● Information
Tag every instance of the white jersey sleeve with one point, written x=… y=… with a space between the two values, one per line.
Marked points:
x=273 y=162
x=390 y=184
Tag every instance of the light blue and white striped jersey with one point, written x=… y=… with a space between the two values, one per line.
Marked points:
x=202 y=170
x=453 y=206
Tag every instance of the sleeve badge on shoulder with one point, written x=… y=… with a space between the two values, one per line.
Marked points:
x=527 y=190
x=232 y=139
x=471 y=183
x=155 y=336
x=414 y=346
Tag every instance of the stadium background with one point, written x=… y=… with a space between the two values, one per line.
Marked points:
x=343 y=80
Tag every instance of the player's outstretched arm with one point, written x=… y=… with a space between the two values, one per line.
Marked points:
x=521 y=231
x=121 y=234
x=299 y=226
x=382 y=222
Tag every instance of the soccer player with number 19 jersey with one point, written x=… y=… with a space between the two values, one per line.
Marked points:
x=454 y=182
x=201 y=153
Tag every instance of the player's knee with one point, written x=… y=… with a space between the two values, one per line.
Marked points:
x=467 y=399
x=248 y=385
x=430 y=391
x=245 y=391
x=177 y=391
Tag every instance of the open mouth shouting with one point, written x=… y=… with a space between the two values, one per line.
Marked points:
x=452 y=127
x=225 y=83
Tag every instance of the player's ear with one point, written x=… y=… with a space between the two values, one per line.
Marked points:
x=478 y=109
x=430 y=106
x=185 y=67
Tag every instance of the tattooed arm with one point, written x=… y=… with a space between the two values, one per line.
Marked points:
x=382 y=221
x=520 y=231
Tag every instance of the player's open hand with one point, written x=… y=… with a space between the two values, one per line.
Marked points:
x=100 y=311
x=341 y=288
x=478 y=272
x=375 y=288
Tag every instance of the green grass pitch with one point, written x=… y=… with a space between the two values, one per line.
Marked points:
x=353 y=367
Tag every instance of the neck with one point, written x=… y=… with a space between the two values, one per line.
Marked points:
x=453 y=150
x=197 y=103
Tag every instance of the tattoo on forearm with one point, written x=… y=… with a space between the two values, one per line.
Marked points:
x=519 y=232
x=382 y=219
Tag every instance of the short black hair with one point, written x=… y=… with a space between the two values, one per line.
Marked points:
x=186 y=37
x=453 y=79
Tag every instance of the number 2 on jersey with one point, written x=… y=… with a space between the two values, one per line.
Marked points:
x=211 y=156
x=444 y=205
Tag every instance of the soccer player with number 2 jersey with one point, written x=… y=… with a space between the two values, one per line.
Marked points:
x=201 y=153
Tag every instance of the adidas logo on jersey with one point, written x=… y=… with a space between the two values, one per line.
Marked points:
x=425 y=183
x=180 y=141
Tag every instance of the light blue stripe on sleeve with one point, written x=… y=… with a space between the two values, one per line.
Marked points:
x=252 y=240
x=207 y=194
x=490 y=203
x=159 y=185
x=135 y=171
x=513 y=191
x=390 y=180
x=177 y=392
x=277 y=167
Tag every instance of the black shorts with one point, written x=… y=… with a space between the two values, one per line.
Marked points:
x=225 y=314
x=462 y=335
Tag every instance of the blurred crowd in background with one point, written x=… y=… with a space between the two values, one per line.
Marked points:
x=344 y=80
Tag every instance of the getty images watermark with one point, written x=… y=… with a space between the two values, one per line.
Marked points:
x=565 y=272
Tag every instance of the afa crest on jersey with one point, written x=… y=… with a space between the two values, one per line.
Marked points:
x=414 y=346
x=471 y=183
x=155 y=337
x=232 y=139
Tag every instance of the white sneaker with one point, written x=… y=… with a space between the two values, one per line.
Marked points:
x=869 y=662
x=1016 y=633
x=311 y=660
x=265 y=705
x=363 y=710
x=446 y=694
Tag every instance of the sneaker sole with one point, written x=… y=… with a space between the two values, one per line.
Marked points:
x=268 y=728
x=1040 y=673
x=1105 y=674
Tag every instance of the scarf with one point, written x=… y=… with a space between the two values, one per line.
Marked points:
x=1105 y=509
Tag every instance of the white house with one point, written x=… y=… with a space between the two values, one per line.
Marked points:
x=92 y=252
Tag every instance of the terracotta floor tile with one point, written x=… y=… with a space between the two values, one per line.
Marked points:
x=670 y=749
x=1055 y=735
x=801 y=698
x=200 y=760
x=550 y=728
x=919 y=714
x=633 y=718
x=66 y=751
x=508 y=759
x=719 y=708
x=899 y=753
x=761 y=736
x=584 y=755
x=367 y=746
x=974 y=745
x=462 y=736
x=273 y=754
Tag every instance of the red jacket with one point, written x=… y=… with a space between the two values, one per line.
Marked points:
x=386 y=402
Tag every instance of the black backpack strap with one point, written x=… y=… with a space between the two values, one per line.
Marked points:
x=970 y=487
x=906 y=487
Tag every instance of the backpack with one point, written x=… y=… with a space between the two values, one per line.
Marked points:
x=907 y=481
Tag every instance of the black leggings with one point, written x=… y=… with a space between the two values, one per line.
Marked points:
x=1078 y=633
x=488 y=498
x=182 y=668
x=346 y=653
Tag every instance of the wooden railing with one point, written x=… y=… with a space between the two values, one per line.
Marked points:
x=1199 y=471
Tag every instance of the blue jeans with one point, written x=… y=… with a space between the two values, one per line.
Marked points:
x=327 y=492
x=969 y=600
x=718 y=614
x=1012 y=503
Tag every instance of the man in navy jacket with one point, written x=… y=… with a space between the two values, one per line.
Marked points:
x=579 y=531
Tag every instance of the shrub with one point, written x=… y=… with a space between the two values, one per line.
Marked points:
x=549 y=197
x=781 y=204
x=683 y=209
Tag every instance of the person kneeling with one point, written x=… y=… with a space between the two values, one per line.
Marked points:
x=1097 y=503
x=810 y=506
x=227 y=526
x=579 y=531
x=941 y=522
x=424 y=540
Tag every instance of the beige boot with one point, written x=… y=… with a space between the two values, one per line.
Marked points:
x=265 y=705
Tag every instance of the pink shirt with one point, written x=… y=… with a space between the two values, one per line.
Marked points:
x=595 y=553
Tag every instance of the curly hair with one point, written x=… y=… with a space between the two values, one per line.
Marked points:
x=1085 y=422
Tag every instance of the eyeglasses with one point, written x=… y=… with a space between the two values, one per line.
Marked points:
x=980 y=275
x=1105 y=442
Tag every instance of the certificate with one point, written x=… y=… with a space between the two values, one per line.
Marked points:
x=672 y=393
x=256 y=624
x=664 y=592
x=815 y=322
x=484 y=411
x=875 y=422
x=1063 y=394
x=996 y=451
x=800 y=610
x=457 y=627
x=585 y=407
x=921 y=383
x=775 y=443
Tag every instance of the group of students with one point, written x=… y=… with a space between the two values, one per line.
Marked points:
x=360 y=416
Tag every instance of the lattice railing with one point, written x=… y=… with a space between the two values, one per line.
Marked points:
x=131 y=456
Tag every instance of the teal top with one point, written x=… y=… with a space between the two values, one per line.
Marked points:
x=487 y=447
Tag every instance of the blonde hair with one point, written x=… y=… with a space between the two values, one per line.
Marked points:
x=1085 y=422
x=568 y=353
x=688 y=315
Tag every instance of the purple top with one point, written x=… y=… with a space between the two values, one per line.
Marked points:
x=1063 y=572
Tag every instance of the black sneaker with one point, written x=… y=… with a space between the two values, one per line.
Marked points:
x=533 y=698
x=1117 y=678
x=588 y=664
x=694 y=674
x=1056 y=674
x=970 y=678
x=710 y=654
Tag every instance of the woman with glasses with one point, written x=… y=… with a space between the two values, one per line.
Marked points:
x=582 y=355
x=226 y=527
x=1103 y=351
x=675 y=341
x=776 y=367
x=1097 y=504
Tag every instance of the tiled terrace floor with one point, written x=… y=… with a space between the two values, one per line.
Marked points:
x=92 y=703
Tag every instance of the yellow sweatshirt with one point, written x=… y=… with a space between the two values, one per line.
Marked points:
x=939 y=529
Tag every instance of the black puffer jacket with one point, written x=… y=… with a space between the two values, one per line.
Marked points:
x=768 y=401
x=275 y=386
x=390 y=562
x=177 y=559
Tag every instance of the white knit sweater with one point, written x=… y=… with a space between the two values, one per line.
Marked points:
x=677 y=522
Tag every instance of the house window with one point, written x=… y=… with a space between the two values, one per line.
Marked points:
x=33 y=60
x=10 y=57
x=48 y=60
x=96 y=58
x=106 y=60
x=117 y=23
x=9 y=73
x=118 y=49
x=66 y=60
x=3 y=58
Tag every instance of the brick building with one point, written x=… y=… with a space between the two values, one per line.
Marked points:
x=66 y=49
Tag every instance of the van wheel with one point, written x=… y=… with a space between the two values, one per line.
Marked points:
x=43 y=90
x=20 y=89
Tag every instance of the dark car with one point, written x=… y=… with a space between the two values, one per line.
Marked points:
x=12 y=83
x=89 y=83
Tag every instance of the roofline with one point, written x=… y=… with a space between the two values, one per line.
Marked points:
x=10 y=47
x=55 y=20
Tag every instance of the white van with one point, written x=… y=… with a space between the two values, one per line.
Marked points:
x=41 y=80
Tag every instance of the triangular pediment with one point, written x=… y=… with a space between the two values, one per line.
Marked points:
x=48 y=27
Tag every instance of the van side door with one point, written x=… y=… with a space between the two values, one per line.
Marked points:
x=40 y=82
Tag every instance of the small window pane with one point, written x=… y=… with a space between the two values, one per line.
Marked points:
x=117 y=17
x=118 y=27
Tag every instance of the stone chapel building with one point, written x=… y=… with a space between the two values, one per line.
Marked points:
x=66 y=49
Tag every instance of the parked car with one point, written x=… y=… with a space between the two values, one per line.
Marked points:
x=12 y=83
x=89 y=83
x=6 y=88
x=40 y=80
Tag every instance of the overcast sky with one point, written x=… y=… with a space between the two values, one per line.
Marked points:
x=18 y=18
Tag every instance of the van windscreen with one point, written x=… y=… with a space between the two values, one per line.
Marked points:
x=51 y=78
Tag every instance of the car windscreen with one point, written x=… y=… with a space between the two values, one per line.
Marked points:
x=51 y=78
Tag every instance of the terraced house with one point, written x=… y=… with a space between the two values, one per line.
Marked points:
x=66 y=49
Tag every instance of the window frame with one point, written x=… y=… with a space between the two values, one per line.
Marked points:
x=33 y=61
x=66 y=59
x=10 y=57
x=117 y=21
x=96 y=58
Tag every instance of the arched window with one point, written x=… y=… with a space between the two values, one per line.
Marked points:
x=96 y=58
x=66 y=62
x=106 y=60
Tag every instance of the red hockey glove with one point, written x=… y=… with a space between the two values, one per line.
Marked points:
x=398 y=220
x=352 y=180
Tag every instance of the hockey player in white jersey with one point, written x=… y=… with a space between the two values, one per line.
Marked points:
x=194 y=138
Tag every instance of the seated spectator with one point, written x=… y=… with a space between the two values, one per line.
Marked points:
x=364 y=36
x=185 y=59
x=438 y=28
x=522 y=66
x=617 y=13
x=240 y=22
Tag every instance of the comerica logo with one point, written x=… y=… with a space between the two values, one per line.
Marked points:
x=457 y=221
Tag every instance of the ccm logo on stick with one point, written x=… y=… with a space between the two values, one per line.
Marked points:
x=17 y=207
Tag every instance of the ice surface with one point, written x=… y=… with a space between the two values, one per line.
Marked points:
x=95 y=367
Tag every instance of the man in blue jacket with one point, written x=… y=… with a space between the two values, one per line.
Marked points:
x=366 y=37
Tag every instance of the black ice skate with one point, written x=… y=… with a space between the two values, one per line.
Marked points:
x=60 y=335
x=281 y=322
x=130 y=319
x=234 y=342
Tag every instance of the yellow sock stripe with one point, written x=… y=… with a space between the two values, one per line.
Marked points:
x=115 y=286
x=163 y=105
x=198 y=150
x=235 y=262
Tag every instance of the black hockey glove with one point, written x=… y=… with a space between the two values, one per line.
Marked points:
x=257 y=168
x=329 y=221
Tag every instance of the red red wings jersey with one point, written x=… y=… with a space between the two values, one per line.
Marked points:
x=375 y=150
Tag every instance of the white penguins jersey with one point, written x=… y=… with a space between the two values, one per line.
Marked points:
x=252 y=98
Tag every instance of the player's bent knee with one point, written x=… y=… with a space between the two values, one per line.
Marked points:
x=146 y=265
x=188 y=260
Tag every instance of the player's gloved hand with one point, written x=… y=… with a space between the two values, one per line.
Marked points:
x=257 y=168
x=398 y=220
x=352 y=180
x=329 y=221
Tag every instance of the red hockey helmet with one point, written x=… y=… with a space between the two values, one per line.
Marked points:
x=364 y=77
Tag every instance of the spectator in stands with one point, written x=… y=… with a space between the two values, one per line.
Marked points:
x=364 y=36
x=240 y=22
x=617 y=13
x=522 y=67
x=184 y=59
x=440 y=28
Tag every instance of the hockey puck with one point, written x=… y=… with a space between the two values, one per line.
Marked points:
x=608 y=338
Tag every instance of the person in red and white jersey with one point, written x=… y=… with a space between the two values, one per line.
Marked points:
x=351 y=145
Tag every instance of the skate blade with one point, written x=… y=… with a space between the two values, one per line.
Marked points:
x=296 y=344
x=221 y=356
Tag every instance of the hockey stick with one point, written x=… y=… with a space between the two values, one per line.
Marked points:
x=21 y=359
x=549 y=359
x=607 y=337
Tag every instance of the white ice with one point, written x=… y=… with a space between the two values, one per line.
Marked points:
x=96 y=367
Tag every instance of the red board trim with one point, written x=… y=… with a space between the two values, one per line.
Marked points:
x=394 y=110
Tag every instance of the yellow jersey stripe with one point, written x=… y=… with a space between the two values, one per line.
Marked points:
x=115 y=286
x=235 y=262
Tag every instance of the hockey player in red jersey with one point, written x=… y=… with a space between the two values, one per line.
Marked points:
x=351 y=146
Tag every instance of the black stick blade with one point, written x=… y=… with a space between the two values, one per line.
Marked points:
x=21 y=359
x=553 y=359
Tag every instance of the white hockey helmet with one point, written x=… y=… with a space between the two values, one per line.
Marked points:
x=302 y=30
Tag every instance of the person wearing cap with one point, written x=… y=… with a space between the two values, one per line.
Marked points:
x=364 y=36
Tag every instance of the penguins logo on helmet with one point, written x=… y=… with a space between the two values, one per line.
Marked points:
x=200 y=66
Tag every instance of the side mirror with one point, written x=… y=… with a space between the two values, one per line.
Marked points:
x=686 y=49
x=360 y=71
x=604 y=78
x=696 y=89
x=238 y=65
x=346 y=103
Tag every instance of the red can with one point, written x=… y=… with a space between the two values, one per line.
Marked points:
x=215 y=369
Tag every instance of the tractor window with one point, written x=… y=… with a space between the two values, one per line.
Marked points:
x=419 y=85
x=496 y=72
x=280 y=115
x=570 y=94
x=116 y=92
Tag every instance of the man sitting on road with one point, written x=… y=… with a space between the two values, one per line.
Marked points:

● Problem requirements
Please transcribe only the lines in the records above running from the line that has "Tag every instance of the arched" through the line that has "Tag every instance of the seated", both included, exactly as they appear.

● Task result
Tag every instance of the arched window with one point, written x=… y=… with a space between the two values, one per line.
Marked points:
x=96 y=58
x=66 y=62
x=106 y=60
Tag every instance of the red hockey glove with one point, written x=… y=… with a space between the two values, one per line.
Marked points:
x=398 y=220
x=352 y=180
Tag every instance of the hockey player in white jersey with one point, written x=… y=… with a space between the two values, one per line.
Marked points:
x=194 y=138
Tag every instance of the seated spectator with one point, written x=… y=… with a space between the two values, one per line.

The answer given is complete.